§ **PASSAGE GIVEN**
--- Begin ---

2. The slip resistance shoes of claim 1, wherein the absorbent
elements are short cross cuts of cotton strands.
3. The slip resistance shoes of claim 1, wherein the absorbent
elements are short cross cuts of synthetic fibers.
4. The slip resistance shoes of claim 1, wherein the absorbent
elements are short cross cuts of a mixture of cotton strands and
synthetic fibers.
5. The slip resistance shoes of claim 3, wherein the synthetic
fibers are made of rayon.
6. The slip resistance shoes of claim 1, wherein the absorbent
elements are in bundles formed into loops by folding a length of
strands of fibers into U-shapes.
7. The slip resistance shoes of claim 1, wherein multiple lateral
channels are formed in the suction pads in communication with the
perforations for channeling moisture laterally.

--- End ---

§ **INFORMATION PROVIDED**
--- Begin ---

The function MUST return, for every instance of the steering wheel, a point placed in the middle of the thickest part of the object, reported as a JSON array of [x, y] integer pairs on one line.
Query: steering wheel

--- End ---

§ **REQUIRED TASKS**
1 – Transcribe the part of the shoe patent claims that begins at the words "5. The slip" and ends after the words "channeling moisture laterally.".
2 – Write the next part of the slip resistance shoe claims, picking up after the last claim shown.

§ **EXERCISE ANSWERS**
1 –
5. The slip resistance shoes of claim 3, wherein the synthetic
fibers are made of rayon.
6. The slip resistance shoes of claim 1, wherein the absorbent
elements are in bundles formed into loops by folding a length of
strands of fibers into U-shapes.
7. The slip resistance shoes of claim 1, wherein multiple lateral
channels are formed in the suction pads in communication with the
perforations for channeling moisture laterally.

2 –
8. A moisture repellant tread for attachment to an outsole of a
shoe comprising: a base plate having a top surface locally bonded
to the outsole with a lateral clearance between the base plate and
outsole about the bonded areas, a bottom surface for contacting a
floor and multiple closely arranged recesses open to the bottom
surface and communicating through smaller openings formed at the
top surfaces concentrically of the recesses; and multiple short
bundles of absorbent fibers partially implanted in the recesses for
displacing water absorbed from the floor upon contact through the
openings at the top surfaces to the lateral clearance whereby the
tread secures an increased traction as a wearer steps on the tread
through the shoe even on a film of moisture.
9. The moisture repellant tread of claim 8, wherein the absorbent
fibers are short cross cuts of cotton strands.
10. The moisture repellant tread of claim 8, wherein the absorbent
fibers are short cross cuts of synthetic fibers.
11. The moisture repellant tread of claim 8, wherein the absorbent
fibers are short cross cuts of a mixture of cotton strands and
synthetic fibers.
12. The moisture repellant tread of claim 10, wherein the synthetic
fibers are made of rayon.
13. The moisture repellant tread of claim 8, wherein the absorbent
fibers are in bundles formed into loops by folding a length of
strands of fibers into U-shapes.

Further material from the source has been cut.